- **EXERCISE AIM**: Copy out exactly the lines from the line containing "A point falls on each instance of the gray" to the end of the listing.

- **DATASET CONTENT**:
···
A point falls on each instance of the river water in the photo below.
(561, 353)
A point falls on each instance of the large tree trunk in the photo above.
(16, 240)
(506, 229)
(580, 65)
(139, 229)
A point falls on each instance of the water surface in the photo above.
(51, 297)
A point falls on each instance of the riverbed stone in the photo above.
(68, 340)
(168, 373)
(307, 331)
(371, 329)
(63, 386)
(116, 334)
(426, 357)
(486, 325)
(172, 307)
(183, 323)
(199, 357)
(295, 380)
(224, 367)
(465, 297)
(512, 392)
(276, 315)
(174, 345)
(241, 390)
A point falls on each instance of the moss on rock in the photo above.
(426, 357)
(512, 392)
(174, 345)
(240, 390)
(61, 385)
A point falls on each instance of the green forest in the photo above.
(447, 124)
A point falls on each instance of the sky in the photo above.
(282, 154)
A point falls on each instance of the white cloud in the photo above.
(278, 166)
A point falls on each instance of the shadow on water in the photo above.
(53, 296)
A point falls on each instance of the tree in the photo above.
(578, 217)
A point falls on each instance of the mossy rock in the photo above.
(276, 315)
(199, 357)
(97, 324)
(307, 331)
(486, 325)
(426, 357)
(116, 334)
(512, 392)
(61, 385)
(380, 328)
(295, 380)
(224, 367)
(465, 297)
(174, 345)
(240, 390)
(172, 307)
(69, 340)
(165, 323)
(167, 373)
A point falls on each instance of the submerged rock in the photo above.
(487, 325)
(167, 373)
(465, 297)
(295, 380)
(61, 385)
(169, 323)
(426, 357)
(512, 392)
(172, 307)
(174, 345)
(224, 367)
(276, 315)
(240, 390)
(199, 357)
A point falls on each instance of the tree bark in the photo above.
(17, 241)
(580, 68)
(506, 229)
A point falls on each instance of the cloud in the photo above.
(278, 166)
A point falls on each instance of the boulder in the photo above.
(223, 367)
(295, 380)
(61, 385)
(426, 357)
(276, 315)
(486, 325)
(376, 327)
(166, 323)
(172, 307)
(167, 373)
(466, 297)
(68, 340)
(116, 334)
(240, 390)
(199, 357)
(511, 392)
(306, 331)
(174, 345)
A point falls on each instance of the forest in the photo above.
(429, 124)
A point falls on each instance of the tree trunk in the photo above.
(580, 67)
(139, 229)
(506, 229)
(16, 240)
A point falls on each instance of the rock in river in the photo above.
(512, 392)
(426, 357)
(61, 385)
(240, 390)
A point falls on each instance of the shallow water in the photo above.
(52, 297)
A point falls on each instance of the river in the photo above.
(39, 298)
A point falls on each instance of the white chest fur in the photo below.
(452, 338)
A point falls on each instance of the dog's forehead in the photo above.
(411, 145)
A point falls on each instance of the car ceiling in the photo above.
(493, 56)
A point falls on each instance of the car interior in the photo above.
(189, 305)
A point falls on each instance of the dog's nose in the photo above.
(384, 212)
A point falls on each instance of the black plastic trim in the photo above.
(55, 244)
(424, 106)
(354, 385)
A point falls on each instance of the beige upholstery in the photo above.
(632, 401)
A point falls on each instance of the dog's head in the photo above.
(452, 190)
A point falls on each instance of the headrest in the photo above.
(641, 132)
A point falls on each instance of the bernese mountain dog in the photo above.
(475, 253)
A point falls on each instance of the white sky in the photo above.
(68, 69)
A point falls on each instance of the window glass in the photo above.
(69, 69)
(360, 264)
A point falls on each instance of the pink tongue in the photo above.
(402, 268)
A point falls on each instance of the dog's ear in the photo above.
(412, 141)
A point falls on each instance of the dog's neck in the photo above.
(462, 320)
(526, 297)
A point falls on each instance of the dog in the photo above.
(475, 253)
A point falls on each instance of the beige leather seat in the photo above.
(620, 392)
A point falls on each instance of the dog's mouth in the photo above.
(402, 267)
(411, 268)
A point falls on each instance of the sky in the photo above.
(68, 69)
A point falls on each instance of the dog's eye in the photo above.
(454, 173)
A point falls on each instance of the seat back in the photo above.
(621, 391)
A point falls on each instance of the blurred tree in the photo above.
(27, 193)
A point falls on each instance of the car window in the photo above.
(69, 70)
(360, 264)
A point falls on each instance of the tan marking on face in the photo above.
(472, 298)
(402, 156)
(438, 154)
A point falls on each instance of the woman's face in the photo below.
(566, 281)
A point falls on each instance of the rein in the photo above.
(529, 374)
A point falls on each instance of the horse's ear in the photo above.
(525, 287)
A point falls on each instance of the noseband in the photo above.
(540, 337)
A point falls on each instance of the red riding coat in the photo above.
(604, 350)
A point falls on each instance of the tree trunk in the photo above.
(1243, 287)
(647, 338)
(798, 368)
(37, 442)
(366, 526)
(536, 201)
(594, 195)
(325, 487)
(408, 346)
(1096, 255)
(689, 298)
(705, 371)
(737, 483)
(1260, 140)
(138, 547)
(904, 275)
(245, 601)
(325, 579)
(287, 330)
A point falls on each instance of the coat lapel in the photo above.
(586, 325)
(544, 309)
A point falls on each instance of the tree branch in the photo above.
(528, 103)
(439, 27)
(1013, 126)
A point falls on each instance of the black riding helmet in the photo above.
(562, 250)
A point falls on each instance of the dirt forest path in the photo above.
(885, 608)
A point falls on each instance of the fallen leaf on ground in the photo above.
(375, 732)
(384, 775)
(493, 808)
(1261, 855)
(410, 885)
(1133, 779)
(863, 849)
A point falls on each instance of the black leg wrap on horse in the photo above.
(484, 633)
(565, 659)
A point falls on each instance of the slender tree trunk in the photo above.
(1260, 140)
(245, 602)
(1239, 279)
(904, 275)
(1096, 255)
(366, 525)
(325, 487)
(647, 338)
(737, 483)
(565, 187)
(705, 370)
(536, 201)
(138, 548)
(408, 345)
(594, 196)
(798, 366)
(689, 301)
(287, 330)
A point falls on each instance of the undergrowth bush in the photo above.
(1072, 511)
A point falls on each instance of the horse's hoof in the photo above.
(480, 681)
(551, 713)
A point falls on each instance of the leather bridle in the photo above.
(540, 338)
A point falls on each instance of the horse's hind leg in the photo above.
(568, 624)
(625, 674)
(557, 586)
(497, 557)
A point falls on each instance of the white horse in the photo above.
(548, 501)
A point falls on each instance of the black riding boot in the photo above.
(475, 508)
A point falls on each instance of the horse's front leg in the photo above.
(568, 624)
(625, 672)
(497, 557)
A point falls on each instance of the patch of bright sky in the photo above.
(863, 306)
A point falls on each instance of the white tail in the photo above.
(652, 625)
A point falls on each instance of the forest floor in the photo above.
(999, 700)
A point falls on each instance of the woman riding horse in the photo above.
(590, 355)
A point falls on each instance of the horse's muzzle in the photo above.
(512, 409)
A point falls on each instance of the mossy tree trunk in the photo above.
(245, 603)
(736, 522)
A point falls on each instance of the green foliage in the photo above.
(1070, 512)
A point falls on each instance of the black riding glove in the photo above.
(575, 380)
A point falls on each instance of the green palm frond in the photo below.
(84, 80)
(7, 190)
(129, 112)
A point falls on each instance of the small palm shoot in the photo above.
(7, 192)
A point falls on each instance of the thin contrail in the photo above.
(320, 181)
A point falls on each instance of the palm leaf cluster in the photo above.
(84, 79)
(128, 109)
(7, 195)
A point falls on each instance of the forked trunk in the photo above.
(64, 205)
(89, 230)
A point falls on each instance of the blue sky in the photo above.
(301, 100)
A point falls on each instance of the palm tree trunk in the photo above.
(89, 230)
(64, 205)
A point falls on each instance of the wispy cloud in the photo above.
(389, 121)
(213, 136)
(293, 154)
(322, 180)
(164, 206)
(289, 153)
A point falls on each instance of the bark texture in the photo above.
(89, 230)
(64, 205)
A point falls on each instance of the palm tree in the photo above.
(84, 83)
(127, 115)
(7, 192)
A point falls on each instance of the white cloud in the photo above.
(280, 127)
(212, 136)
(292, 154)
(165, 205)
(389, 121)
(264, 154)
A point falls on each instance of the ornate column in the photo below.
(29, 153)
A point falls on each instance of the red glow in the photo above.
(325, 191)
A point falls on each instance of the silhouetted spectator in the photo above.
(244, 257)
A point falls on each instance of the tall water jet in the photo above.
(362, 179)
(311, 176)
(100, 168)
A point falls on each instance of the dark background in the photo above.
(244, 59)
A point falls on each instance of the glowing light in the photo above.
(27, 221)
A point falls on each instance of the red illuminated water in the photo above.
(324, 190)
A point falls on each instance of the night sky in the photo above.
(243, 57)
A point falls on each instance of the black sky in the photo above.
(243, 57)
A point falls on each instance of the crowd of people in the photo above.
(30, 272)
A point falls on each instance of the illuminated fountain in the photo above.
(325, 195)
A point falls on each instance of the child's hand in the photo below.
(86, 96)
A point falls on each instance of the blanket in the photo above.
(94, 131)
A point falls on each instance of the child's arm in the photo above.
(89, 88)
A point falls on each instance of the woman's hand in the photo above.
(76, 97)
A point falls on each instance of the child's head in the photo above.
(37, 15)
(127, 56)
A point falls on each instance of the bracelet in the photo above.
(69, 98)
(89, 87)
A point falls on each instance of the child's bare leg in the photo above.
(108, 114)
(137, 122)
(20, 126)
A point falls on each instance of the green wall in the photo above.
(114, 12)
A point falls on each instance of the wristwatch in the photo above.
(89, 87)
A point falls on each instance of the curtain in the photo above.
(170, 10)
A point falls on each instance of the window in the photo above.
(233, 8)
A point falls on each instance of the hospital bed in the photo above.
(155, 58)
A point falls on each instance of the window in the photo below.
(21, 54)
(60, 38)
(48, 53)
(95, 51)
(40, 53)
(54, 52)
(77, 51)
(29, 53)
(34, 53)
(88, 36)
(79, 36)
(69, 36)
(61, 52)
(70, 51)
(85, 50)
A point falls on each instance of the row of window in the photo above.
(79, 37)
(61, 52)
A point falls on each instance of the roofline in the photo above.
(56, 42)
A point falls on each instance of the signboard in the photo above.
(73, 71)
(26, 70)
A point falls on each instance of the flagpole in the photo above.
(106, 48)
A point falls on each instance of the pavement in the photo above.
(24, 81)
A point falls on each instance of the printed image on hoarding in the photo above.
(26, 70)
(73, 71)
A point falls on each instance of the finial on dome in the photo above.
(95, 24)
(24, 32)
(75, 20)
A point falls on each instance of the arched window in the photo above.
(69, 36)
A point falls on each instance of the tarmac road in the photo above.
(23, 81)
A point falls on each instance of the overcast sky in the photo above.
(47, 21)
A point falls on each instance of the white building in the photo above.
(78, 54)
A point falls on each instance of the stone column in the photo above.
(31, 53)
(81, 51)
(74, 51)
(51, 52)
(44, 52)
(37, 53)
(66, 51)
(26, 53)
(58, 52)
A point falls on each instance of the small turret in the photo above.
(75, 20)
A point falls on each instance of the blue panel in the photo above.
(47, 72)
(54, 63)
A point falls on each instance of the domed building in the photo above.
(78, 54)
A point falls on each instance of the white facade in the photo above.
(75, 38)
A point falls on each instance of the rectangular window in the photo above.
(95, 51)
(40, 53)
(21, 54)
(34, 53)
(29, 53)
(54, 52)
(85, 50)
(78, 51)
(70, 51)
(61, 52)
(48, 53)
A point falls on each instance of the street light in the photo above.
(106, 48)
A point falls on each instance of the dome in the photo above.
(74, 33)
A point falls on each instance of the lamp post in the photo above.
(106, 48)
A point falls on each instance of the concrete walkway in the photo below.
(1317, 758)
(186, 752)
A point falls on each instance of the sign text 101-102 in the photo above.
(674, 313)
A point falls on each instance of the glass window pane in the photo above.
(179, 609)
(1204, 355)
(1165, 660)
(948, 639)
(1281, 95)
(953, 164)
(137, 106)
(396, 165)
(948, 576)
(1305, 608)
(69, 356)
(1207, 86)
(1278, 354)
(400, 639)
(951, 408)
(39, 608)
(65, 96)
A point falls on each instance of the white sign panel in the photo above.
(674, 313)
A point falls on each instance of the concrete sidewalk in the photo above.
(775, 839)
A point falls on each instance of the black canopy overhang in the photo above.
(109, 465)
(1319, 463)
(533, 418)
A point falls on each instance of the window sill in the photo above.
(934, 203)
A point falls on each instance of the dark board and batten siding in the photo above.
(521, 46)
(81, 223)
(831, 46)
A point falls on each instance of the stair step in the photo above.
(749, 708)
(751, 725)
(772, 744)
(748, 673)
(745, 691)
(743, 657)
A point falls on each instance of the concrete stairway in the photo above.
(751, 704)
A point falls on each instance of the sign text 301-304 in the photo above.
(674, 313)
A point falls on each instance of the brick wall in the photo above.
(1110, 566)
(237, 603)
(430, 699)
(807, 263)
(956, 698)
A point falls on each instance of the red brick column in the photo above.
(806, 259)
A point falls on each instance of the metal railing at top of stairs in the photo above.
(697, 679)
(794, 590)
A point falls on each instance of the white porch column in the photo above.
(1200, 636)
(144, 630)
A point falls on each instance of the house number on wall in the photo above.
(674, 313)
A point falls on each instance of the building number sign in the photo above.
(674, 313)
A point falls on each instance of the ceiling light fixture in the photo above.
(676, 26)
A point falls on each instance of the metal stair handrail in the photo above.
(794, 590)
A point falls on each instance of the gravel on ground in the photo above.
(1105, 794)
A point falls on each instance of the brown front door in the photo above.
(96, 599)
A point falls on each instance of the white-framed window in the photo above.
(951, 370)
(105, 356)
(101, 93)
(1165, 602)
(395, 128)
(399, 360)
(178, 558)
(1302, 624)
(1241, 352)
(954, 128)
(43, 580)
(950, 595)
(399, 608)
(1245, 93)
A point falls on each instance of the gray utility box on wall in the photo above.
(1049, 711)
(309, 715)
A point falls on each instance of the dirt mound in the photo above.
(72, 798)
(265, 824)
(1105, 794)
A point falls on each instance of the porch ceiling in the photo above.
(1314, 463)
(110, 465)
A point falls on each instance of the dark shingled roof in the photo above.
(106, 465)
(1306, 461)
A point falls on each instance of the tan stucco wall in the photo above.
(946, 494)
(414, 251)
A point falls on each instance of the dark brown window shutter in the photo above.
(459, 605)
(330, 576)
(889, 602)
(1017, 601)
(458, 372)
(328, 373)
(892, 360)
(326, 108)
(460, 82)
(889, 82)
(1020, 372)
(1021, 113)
···
- **RESPONSE**:
A point falls on each instance of the gray utility box on wall in the photo above.
(1049, 711)
(309, 715)
A point falls on each instance of the dirt mound in the photo above.
(72, 798)
(265, 824)
(1105, 794)
A point falls on each instance of the porch ceiling in the photo above.
(1314, 463)
(110, 465)
A point falls on each instance of the dark shingled roof in the photo above.
(106, 465)
(1306, 461)
A point falls on each instance of the tan stucco wall in the photo above.
(946, 494)
(414, 251)
A point falls on each instance of the dark brown window shutter in the photo above.
(459, 605)
(330, 576)
(889, 602)
(1017, 601)
(458, 372)
(328, 373)
(892, 360)
(326, 108)
(460, 82)
(889, 82)
(1020, 372)
(1021, 113)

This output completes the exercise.